The Kawasaki H2 Mach IV is a 750 cc 3-cylinder two-stroke production motorcycle manufactured by Kawasaki. The H2 was a Kawasaki triple sold from September 1971 through 1975.

A standard, factory produced H2 was able to travel a quarter mile from a standing start in 12.0 seconds. It handled better than the Mach III that preceded it. By the standards of its time, its handling was sufficient to make it the production bike to beat on the race track. Nonetheless, its tendency to pull wheelies and a less than solid feel through high speed corners led to adjustments to the design as it evolved. More than any other model, it created Kawasaki's reputation for building what motorcycle journalist Alastair Walker called, "scarily fast, good-looking, no holds barred motorcycles", and led to a further decline in the market place of the British motorcycle industry.

==History==
In September 1971 the H2 was a direct result of the success of the 500 cc Kawasaki H1 Mach III introduced in 1969. The H2 engine was a 3-cylinder two-stroke with an engine displacement of 748 cc which produced 74 hp at 6,800 rpm, a power-to-weight ratio of 1 hp to every 5.7 lb of weight. This made it the fastest accelerating motorcycle in production. This was an entirely new engine and not a bored-out 500. Unlike the H1 500, the 750 had much more low engine speed torque, with a strong burst of power starting at 3,500 rpm to the 7,500 rpm red line.

The 1972 H2 came with a single front disc brake, a second disc brake was an optional Kawasaki part, an all-new capacitor discharge ignition system unique to the H2, a chain oiler, and two steering dampers; one friction and one hydraulic.

In 1973, there were minor mechanical changes made to the carburetor jets, oil injection pump and cylinder port timing in an effort by the factory to get more MPG from the H2A. Because of these changes the most powerful H2 was the 1972 model.

In 1974 the H2B engine was modified for more civilized performance at the expense of raw power. The race tail was slimmed down from the previous year. An oil-based steering damper and check valve were added. The power was reduced to 71 hp at 6,800 rpm. The oil injection system was substantially changed with two separate sets of injection lines, unlike the earlier models with one set of lines. Oil was injected into the carburetors on a separate line. The oil injection to the bottom end bearings (both main and rod big ends) was retained as a single branched line. A longer swingarm improved stability. The final model had a weight of 208 kg.

The H2B and H2C had the steering damper repositioned to the left.

In 1972, the H2, as well as the 350 cc S2 Mach II, had a race tail that held the taillight, and had a small storage space.

==Motorsport competition==
The American Motorcyclist Association (AMA) introduced its first official road racing category for production class motorcycles as a support class in 1975, which served as the precursor to the AMA Superbike Championship. An H2 Mach IV motorcycle ridden by Yvon Duhamel won the Production Class at the 1975 Pocono National, marking the last time that a two-stroke motorcycle won a production class race at an AMA road racing event.

Kawasaki developed a racing derivative of the H2 called the Kawasaki H2R.

• _SUPPLIED DATA_
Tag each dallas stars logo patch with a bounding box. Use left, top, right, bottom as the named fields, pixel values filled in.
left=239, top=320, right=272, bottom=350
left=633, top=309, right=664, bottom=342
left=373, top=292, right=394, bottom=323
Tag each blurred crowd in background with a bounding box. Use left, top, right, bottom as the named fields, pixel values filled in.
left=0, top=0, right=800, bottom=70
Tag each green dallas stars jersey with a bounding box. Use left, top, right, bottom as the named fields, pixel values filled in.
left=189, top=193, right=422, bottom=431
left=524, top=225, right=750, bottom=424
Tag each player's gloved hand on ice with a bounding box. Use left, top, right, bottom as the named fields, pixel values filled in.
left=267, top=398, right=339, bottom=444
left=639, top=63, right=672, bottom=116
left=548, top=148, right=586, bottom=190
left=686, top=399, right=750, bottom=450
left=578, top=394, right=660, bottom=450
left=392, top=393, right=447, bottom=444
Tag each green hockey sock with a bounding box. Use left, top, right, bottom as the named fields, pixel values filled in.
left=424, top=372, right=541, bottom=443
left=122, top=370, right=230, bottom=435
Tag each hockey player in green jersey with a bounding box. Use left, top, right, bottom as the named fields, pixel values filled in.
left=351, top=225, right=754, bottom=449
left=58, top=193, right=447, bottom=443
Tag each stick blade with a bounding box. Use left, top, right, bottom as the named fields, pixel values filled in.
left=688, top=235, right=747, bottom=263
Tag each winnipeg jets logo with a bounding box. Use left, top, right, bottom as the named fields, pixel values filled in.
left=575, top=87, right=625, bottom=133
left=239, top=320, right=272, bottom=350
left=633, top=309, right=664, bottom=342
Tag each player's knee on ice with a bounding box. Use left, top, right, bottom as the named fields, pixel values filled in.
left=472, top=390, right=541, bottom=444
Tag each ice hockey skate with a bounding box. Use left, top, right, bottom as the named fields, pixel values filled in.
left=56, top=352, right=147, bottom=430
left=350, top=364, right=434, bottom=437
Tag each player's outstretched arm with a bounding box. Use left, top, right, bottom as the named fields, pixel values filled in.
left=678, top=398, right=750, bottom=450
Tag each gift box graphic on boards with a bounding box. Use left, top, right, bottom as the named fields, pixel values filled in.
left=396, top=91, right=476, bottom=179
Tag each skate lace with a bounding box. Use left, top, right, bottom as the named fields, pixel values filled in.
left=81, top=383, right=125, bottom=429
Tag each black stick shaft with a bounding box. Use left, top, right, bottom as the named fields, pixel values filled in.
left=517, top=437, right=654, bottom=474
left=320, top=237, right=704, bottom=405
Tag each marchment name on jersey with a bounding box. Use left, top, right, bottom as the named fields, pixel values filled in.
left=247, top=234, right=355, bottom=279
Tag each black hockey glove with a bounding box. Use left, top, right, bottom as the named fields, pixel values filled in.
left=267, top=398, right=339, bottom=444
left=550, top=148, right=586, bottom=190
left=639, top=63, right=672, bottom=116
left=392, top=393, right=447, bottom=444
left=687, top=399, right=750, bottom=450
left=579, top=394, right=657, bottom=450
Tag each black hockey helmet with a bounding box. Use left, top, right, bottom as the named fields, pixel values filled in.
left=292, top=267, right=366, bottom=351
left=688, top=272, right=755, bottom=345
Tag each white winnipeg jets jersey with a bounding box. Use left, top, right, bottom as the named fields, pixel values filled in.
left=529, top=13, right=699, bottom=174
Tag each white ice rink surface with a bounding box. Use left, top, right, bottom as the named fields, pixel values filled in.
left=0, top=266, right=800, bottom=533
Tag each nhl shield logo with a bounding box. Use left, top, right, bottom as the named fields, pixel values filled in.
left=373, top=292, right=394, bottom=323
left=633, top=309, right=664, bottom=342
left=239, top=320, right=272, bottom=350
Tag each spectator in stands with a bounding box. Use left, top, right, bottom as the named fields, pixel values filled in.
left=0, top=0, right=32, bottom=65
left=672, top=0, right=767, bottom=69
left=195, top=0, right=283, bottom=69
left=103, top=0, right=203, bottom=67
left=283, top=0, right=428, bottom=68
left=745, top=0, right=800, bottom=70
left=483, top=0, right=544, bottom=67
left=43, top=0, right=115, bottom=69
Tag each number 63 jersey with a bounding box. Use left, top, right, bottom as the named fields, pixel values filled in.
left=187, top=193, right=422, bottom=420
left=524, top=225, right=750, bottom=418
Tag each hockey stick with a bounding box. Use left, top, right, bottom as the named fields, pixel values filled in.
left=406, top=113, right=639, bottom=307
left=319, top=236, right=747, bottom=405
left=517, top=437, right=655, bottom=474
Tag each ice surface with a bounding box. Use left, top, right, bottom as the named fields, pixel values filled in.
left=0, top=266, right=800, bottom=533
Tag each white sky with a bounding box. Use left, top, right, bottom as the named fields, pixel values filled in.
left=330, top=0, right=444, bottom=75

---

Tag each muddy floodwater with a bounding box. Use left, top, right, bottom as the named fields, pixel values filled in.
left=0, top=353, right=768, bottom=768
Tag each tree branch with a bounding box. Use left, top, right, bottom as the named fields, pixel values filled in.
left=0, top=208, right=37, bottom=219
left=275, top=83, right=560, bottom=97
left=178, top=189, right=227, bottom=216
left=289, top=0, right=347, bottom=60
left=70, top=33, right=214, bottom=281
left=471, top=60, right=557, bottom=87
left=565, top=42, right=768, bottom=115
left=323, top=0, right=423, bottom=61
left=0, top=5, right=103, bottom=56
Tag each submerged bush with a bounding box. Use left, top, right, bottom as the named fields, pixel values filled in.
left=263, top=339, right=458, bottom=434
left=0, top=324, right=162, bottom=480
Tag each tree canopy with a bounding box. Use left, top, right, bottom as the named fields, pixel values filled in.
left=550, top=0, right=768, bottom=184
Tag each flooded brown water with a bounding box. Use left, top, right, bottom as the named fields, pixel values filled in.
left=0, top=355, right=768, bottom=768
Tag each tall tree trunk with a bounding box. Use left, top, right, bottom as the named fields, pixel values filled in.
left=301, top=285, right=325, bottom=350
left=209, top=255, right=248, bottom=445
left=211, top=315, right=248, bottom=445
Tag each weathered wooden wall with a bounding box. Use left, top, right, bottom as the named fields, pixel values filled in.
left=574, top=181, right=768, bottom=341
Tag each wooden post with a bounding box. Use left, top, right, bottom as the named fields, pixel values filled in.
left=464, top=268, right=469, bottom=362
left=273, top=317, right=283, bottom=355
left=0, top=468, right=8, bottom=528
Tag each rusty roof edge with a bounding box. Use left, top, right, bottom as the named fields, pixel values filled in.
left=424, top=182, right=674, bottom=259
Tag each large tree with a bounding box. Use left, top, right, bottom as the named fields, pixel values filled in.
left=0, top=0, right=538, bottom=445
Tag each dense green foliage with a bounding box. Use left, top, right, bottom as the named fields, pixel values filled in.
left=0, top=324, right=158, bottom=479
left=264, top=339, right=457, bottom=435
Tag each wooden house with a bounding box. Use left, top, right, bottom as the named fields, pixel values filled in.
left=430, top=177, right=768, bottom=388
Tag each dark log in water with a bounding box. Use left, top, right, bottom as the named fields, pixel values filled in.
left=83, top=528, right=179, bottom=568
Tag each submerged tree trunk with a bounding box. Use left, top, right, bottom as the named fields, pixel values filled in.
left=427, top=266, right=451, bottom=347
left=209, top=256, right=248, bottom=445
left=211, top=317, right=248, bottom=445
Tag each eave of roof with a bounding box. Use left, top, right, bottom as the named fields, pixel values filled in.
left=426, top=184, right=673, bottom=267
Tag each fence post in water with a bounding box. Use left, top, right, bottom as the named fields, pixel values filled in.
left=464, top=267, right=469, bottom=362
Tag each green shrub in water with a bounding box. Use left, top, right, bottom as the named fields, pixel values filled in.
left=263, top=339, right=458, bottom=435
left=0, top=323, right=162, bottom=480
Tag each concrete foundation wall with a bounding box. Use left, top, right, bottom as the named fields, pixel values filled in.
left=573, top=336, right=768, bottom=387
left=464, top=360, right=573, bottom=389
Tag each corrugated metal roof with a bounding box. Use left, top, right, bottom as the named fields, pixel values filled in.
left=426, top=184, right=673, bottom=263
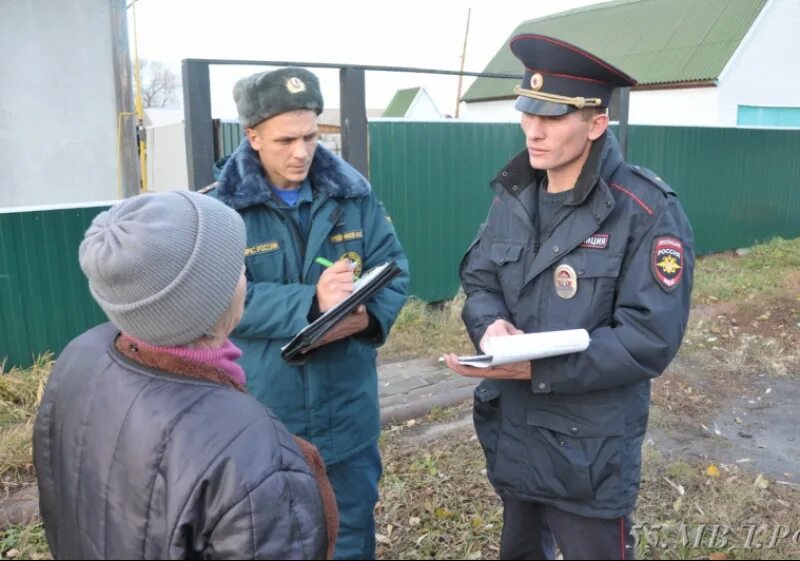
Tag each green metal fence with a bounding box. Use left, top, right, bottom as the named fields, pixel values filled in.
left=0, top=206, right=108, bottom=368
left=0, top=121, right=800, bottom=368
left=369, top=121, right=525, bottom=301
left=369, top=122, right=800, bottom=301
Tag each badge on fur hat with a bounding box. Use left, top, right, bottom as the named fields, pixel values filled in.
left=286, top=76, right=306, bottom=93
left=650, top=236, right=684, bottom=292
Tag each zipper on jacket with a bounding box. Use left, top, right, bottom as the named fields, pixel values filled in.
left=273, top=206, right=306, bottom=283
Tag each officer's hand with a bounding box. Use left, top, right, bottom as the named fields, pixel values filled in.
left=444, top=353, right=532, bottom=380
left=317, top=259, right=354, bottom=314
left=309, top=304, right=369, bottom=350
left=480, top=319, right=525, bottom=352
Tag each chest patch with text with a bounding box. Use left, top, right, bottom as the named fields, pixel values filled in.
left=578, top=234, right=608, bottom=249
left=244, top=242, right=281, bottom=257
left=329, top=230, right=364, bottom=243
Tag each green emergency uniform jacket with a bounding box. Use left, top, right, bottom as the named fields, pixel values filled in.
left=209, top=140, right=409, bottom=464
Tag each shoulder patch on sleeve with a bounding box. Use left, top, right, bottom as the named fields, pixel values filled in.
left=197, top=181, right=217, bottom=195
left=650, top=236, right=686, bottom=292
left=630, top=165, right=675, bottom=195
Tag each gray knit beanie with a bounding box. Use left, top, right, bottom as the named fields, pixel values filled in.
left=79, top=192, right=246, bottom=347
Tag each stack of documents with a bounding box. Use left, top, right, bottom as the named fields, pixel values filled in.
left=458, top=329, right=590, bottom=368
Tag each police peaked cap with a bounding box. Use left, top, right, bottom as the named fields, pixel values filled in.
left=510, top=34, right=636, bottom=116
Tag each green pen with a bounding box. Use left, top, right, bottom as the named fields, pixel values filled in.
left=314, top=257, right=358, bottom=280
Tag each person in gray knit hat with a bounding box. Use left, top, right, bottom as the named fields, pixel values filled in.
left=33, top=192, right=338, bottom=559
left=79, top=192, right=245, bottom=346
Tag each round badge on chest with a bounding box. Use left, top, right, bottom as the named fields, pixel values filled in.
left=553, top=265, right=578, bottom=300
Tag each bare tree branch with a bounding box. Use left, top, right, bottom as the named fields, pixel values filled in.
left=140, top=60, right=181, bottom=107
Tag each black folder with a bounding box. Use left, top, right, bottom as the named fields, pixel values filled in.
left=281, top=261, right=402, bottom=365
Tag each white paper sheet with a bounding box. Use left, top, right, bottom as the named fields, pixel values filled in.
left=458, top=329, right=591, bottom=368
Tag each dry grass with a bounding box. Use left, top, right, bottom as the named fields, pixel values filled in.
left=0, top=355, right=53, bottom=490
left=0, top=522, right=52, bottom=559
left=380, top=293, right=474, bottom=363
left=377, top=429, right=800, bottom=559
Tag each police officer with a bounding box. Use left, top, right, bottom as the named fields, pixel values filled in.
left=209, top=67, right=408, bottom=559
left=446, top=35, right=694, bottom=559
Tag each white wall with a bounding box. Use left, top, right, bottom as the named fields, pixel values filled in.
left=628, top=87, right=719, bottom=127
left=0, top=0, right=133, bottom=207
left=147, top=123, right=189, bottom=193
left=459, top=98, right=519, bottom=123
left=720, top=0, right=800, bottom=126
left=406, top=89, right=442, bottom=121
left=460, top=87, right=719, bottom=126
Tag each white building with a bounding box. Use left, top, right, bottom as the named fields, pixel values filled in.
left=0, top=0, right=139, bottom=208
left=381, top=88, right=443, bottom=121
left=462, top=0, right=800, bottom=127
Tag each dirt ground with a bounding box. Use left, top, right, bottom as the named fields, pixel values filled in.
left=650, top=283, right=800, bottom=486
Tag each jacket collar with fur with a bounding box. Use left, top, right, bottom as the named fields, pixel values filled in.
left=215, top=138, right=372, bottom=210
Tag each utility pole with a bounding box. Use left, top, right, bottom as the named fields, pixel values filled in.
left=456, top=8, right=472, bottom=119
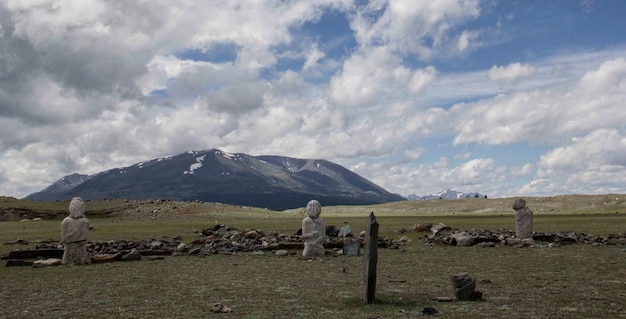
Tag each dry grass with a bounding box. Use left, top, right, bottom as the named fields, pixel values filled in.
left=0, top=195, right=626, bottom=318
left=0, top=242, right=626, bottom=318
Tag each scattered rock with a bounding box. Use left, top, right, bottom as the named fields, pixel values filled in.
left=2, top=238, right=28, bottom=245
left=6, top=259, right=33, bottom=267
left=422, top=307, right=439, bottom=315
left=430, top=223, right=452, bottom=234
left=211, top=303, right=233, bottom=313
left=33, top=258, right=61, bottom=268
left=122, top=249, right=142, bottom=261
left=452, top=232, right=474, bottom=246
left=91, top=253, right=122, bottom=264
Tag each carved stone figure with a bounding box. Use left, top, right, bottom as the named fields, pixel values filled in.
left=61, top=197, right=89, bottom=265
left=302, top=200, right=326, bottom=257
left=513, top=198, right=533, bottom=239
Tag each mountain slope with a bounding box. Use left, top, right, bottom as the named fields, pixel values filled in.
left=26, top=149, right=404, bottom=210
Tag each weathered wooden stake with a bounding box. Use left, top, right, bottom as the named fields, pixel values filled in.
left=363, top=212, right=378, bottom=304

--

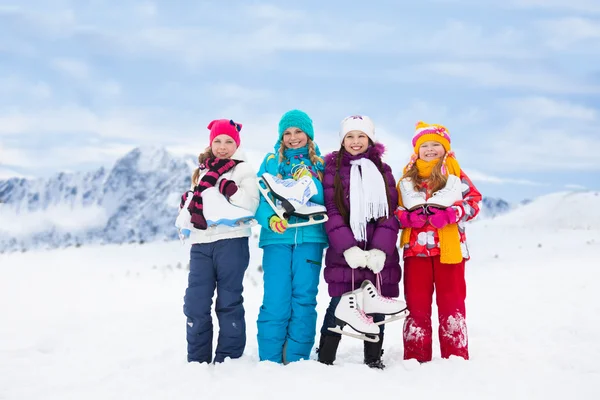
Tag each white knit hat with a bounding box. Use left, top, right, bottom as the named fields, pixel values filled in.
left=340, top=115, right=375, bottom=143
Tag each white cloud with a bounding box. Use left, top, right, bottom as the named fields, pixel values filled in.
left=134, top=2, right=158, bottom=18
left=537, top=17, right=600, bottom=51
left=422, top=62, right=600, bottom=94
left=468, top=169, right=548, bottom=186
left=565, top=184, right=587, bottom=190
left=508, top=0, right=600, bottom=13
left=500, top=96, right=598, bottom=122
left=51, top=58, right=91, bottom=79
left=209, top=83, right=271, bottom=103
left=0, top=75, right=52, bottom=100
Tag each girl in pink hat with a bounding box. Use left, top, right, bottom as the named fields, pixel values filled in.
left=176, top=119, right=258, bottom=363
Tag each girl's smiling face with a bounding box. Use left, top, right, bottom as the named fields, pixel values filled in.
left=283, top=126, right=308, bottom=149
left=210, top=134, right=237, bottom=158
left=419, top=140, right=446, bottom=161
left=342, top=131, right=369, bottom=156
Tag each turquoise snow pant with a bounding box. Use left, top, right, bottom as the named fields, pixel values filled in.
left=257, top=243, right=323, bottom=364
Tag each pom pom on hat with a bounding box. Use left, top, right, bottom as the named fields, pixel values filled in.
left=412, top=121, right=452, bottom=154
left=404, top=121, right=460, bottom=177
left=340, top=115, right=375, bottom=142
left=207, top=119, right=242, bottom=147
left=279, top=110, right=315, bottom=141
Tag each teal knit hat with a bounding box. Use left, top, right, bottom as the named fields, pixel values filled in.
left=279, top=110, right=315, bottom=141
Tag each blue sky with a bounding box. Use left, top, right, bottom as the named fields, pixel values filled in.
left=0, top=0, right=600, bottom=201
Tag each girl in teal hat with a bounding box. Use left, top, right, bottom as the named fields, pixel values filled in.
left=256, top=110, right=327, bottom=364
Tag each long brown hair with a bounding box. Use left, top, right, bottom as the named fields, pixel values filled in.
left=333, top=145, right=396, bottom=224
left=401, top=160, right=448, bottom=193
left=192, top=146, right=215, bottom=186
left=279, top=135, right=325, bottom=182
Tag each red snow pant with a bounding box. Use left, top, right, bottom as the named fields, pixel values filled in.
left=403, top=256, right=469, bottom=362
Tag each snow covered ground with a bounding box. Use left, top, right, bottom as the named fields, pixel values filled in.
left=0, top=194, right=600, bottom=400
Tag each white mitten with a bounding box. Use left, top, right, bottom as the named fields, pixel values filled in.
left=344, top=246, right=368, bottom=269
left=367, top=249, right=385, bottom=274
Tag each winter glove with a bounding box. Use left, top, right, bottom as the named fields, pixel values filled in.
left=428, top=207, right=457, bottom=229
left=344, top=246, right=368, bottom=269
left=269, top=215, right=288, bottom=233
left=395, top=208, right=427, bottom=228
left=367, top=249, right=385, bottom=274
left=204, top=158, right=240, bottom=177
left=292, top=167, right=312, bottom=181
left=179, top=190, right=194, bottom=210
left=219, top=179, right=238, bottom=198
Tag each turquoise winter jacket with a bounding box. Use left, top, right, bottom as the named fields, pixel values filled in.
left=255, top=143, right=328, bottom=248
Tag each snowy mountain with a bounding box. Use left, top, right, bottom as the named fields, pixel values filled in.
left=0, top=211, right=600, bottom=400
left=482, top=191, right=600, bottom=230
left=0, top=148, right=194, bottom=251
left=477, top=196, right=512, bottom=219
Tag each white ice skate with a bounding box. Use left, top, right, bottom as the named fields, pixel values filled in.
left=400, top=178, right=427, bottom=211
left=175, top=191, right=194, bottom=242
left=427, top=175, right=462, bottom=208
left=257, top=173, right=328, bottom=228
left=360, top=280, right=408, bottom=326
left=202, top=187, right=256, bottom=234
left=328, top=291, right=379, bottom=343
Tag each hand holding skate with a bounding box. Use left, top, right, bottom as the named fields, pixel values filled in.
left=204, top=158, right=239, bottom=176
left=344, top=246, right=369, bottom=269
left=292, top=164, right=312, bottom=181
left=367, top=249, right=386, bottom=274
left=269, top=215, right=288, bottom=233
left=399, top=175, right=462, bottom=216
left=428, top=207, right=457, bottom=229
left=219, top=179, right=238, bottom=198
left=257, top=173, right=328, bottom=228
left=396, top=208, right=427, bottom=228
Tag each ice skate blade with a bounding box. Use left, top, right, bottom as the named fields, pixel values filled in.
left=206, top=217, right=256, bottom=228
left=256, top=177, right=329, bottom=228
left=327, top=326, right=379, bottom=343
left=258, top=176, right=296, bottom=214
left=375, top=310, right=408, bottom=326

• _WORK TO COMPLETE_
Answer these questions from the Kawasaki H2 Mach IV text:
1. How long did a standard, factory-produced H2 take to cover a quarter mile from a standing start?
2. What power output did the 1974 H2B engine produce?
3. Who rode the H2 Mach IV that won the Production Class at the 1975 Pocono National?
The records were drawn from a separate source.

• _SOLVED PROBLEM_
1. 12.0 seconds
2. 71 hp at 6,800 rpm
3. Yvon Duhamel